• [EXCERPTED TEXT]:
⟨

There was no move to foreground a change in the party’s political platform, but the inauguration of a new symbol of the party, as if to prepare for the inauguration of a President with life-long ambitions, was short on the associations of elephants and memory than a new image of triumphalism, or a compelling bread-and-circuses forum to promote the inevitability of Trump’s candidacy as a vibrant occasion as the body politic suffered. The red elephant newly resurgent was something of a new vision of a “red body politic,” incarnating the will of red states as much as traditions of a party increasingly associated with White Supremacy, alt right blowhards, vitriolic racism, and capitalist mega-corporations, but now star-studded as if in an attempt to prevent the elephant fleeing the convention from running, as Stampy the elephant, past cheering Republicans celebrating they were “just plain evil,” back in 1994 episode, before being sent to a game reserve: if the 2020 actual convention might as well admit, twenty-six years later, to being “just plain evil,” the iconic elephant that was displayed onstage and television screens soared above the more pedestrian issues of the day.

“Bart Gets an Elephant,’ The Simpsons March 31, 1994

Unlike Stampy, the red elephant seemed able to levitate above the grey experience of dark days of America in its incarnation of an American political party, if with selective amnesia about the past of an elephant whose first design as an icon of the party, as the extension of equal rights to black men were rolled back, the “White Elephant” was celebrated as an icon of purity, and a noble blanching of the African elephants popular in American circuses, and for Thomas Nast as an alternate icon to the Democratic donkey–of nobility and moral high grounds Republican traditions of whiteness were not on show in a red elephant rousing red states for Republican transcendence of a riven body politic, where official speeches, and endorsers responded to Democrats’ commitment to racial equity and equality, foregrounded claims that “America is not a racist country,” as Niki Haley put it, raising the specter of a decline into anarchy a democratic victory would bring, and the boisterousness of a red pachyderm. When one of the first speakers at the convention, the fear of the potential raging of African Americans or the violent destruction of property that many at the convention invoked in reference to social justice protests, was paired with the bizarre reference to enslavement as the status quo of the Democratic Party in 2020, by asserting that “The Democratic Party does not want Black people to leave their mental plantation.” Among personal assurances “Donald Trump is not a racist” but benevolently took a quarterback and kids to Disneyland, as he tried to rebrand Donald Trump. It was striking that the party was being rebranded at the same time, as if to foreground its purity of walking in lockstep.

And the very ancient neo-imperial emblem of the elephant seemed to be prematurely announcing the victory of the Republican Party, the elephant seemed especially oblivious of the freighted associations of what was long a quite openly racist icon of the Grand Old Party since it was adopted in 1884, at the height of Reconstruction after the U.S. Civil War.

The roots of the party mascot as a circus elephant was proverbially linked to the political circus, but tapped again for a forum o political entertainment in Charlotte, NC when it was introduced, as a spectacle that would distract from the rising toll on Americans of COVID-19. The coronavirus pandemic remained the proverbial “elephant in the room” during the convention, not addressing a topic of potential controversy for a President dependent on staging rallies around the nation.

⟩

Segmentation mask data
⟨

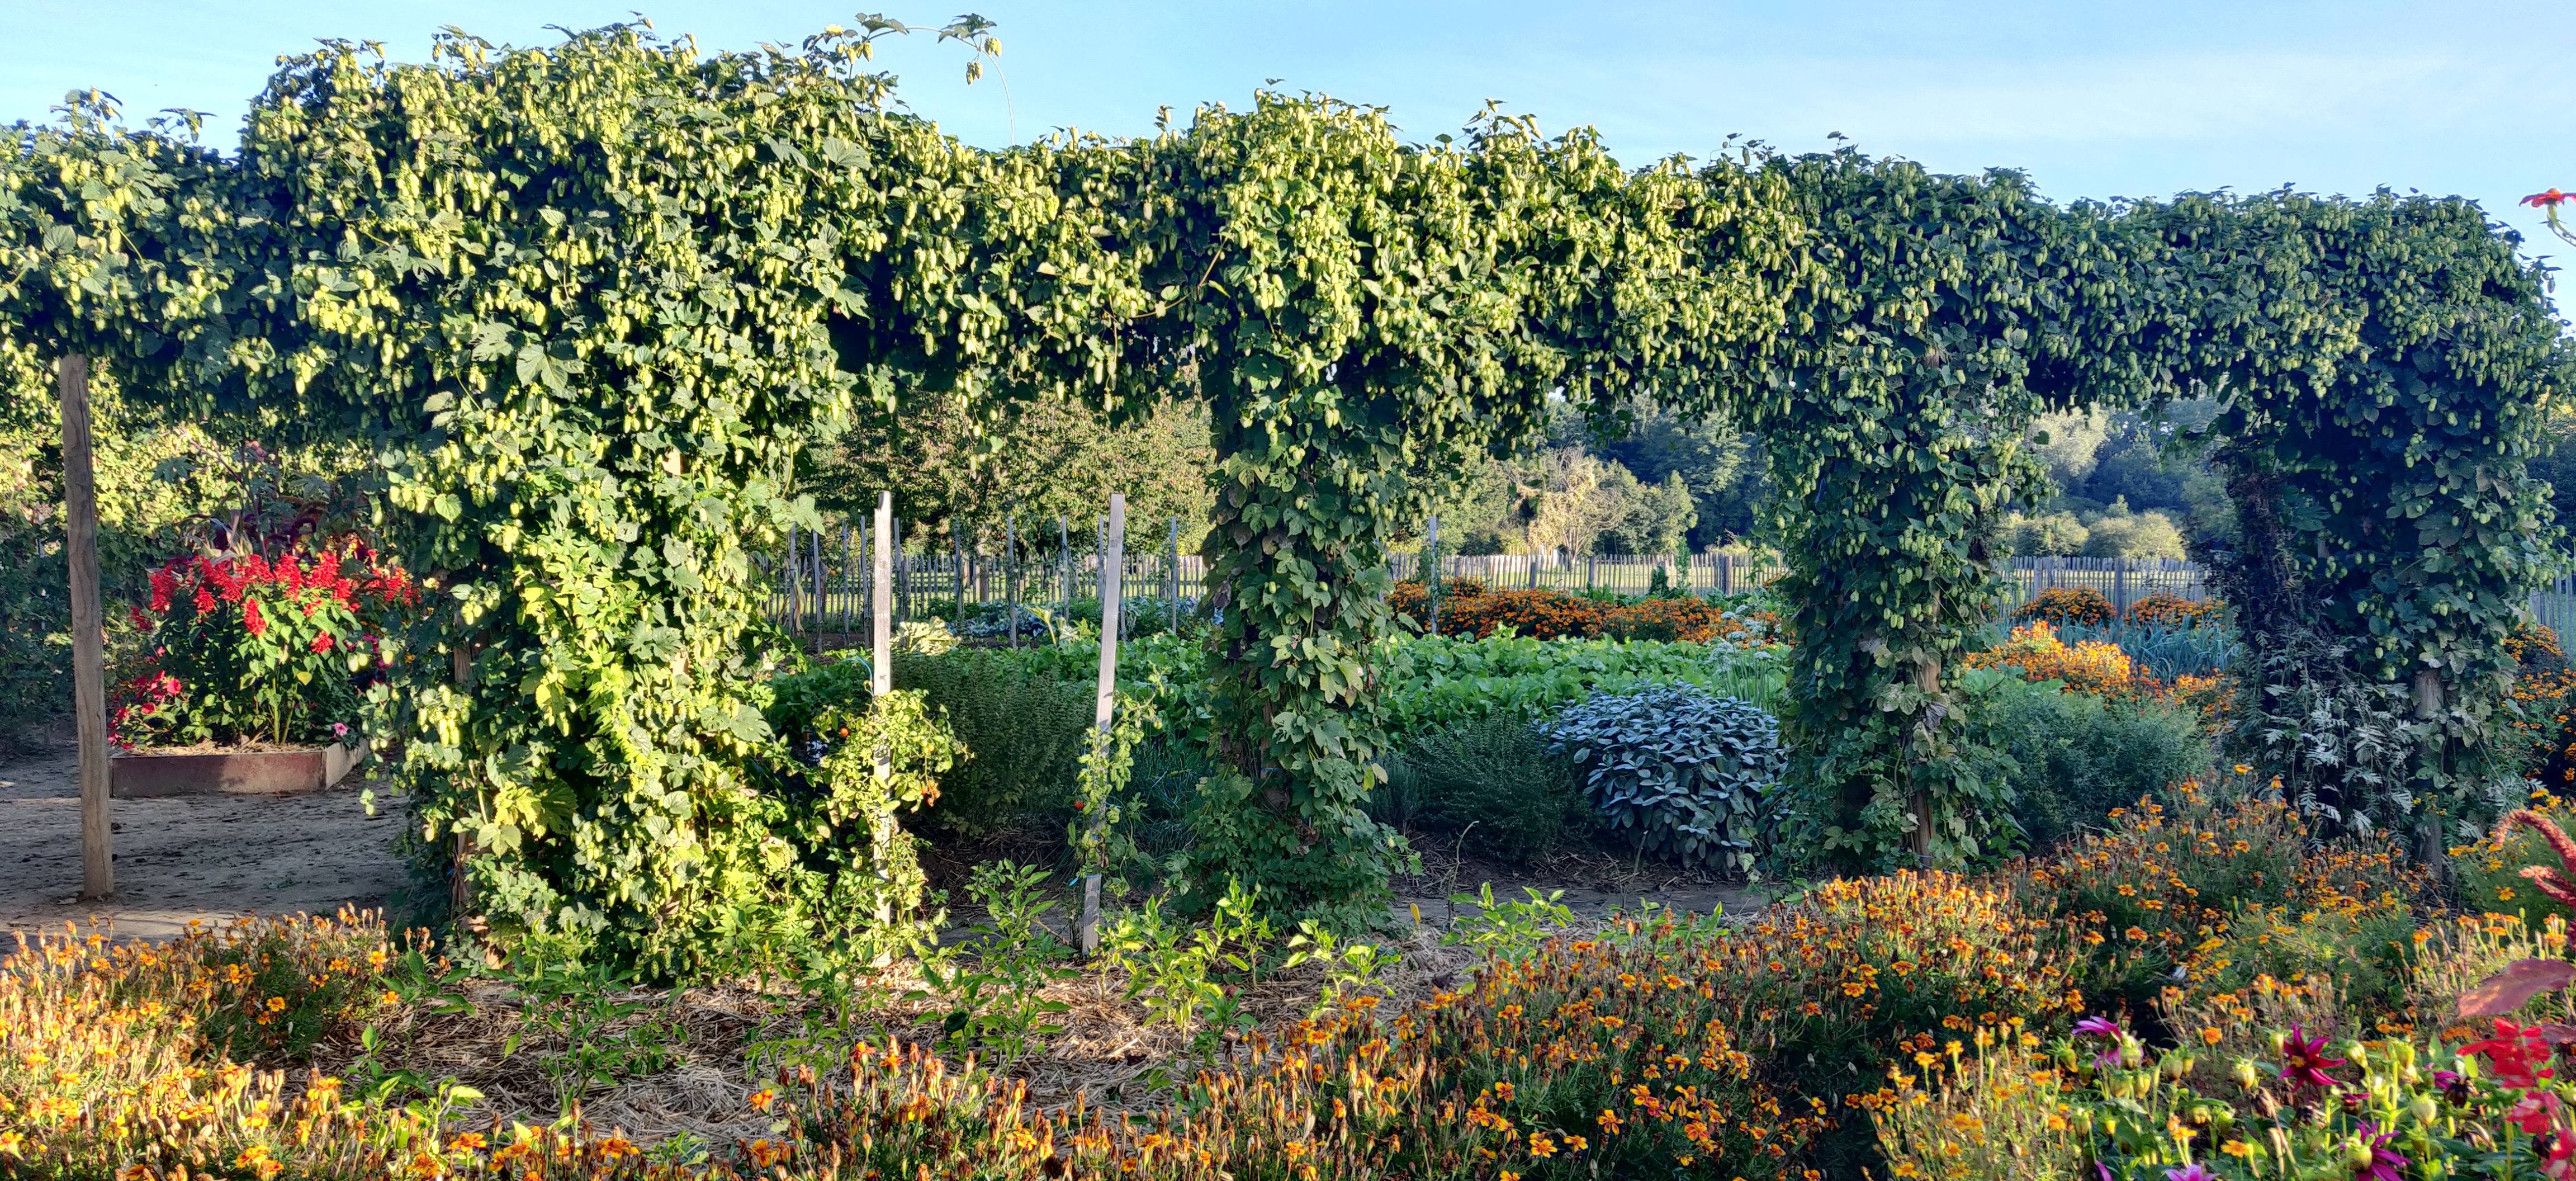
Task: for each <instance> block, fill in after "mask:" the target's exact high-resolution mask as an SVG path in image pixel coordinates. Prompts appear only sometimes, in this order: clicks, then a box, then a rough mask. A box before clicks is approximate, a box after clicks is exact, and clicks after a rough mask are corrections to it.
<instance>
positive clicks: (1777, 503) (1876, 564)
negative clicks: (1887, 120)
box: [1721, 152, 2159, 872]
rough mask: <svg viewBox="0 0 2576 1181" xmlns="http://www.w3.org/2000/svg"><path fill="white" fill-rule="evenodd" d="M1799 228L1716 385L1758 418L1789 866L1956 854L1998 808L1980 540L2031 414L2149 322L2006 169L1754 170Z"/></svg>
mask: <svg viewBox="0 0 2576 1181" xmlns="http://www.w3.org/2000/svg"><path fill="white" fill-rule="evenodd" d="M1765 173H1770V175H1775V178H1780V181H1785V183H1788V188H1790V201H1793V209H1795V211H1798V214H1801V217H1803V222H1806V224H1808V232H1811V237H1808V240H1806V245H1803V253H1801V258H1798V260H1793V263H1790V266H1785V268H1783V271H1780V276H1783V281H1785V284H1788V286H1790V299H1788V327H1785V330H1783V333H1777V335H1775V338H1772V340H1767V343H1765V346H1759V348H1754V351H1749V353H1747V364H1741V366H1736V369H1734V371H1726V374H1721V379H1723V382H1728V389H1731V400H1734V407H1736V413H1739V415H1741V420H1744V423H1747V425H1754V428H1757V431H1762V438H1765V446H1767V449H1770V459H1772V480H1775V482H1777V495H1775V500H1772V503H1770V508H1767V529H1770V531H1772V534H1775V539H1777V544H1780V549H1783V554H1785V560H1788V567H1790V570H1788V575H1785V578H1783V583H1780V590H1783V596H1785V598H1788V601H1790V606H1793V616H1790V632H1793V634H1795V642H1798V647H1795V663H1793V673H1790V696H1793V709H1790V717H1788V727H1785V730H1788V740H1790V745H1793V750H1795V758H1793V768H1790V776H1788V784H1790V789H1788V792H1790V794H1788V799H1780V802H1777V805H1775V823H1777V828H1780V833H1777V841H1780V843H1783V854H1785V856H1788V859H1790V861H1826V864H1837V866H1852V869H1873V872H1875V869H1893V866H1914V864H1963V861H1968V859H1976V856H1978V854H1986V851H1991V848H1994V841H1996V835H1999V830H2002V825H2009V820H2007V805H2009V797H2007V794H2004V792H2007V789H2004V786H2002V781H1999V776H1996V774H1994V771H1991V768H1989V766H1986V761H1984V758H1978V753H1981V748H1986V745H1989V743H1984V740H1981V735H1978V732H1976V727H1978V722H1981V719H1978V709H1976V701H1973V696H1971V694H1968V691H1965V688H1963V678H1960V663H1958V658H1960V655H1963V652H1965V647H1968V645H1971V642H1973V637H1976V632H1978V629H1984V627H1986V624H1989V621H1991V619H1994V609H1996V606H1999V596H2002V590H2004V585H2002V560H2004V557H2007V554H2004V552H2002V549H1999V547H1996V531H1999V526H2002V518H2004V513H2007V511H2009V508H2012V505H2014V503H2030V500H2040V498H2045V472H2043V467H2040V464H2038V462H2035V459H2032V454H2030V449H2027V438H2025V431H2027V425H2030V420H2032V418H2035V415H2038V413H2040V410H2043V407H2053V405H2071V402H2089V400H2099V397H2107V395H2110V392H2130V395H2148V392H2154V389H2156V382H2159V374H2154V371H2143V369H2136V366H2128V364H2125V361H2128V358H2130V351H2128V348H2125V335H2130V333H2136V330H2138V325H2141V322H2143V320H2141V315H2138V312H2136V297H2133V291H2130V286H2133V281H2130V273H2128V266H2125V260H2123V255H2120V250H2117V248H2115V245H2112V242H2110V240H2107V237H2105V224H2102V219H2099V217H2094V214H2092V211H2087V209H2079V211H2061V209H2053V206H2048V204H2043V201H2038V196H2032V193H2030V186H2027V183H2025V181H2022V178H2020V175H2017V173H1989V175H1984V178H1958V175H1935V173H1924V170H1922V168H1919V165H1911V162H1893V160H1868V157H1862V155H1857V152H1837V155H1811V157H1790V160H1770V162H1767V168H1765Z"/></svg>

⟩

• [TASK INSTRUCTIONS]:
a. In the excerpt about the Republican elephant, in what city was the party's mascot introduced as a spectacle?
b. Pick up the excerpt about the Republican elephant mascot after its final sentence and continue it.

• [ANSWER SET]:
a. Charlotte, NC.

b.
It remained almost ever-present at the 2020 Convention, as if the pachyderm presented a forward-facing emblem that confirmed the party’s identity. Its presence masked the recognition of the transformation of the iconic tricolor elephant to a party to red hue, anticipating the ‘red’ nation that the party’s victory would represent: a red monolith, showing signs of vitality, distanced from any actual elephant, but staging the elephant as a made-for-TV image, unlike, say, the “Victory Elephant” at Cleveland in 2016, which seemed indeed a different political animal of red, white and blue.

Dominick Reuter/AFP

The monocular elephant expressed the promotion of “red state” interests at the convention, in place of a party platform, and appeared onstage above the American flag, not resembling an actual elephant, but iconic symbol of onward advancement, in a hybrid between its circus origins and military charge, behind each speaker from Donald J. Trump to Don Jr, to Charlie Kirk, to select prime-time speakers to appeal to his constituency, not anticipating an acceptance speech to represent the party, but absorb adulation for his idea of the party as defending rights to gun ownership, a narrative of American progress, unlike the “darkest and angriest convention in American history” in a form that seemed to accept his destiny as the “bodyguard of American civilization.” Was the elephant not reborn as a totem for the strong sort of leadership Kirk assured Trump would provide, willing to fight and to advance toward combat with the other party.

The elephant was far from the associations of the elephant with a pacific beast, but an icon that communicated the personal strength of the nominee, rather than a collective party policy, and newly glistening nature of the icon was oddly absent from this most stage-managed of conventions. Trump had hired associates of Mark Burnett to coordinate with White House staff to make the Convention 2020 the sort of “gripping TV show” they had created for fifteen seasons of The Apprentice, through artful combination of pre-taped and live speeches featuring mostly non-political figures–and although Burnett denied speculation that he was involved. Burnett’s associates were heavily compensated for ensuring the seamlessness of the scale-backed convention for as broad an audience as possible. Burnett himself had distanced himself from Trump recently, but Trump revered him for his ability to “impose retrospective logic on the chaos” of the boardroom sections of Trump’s successful TV Show, as James Poniewozik wrote–shaping the format of The Apprentice from 2011. Was his presence felt in what was billed as “the people’s convention,” in a Reality TV air, through the new sort of convention that his associates helped stage?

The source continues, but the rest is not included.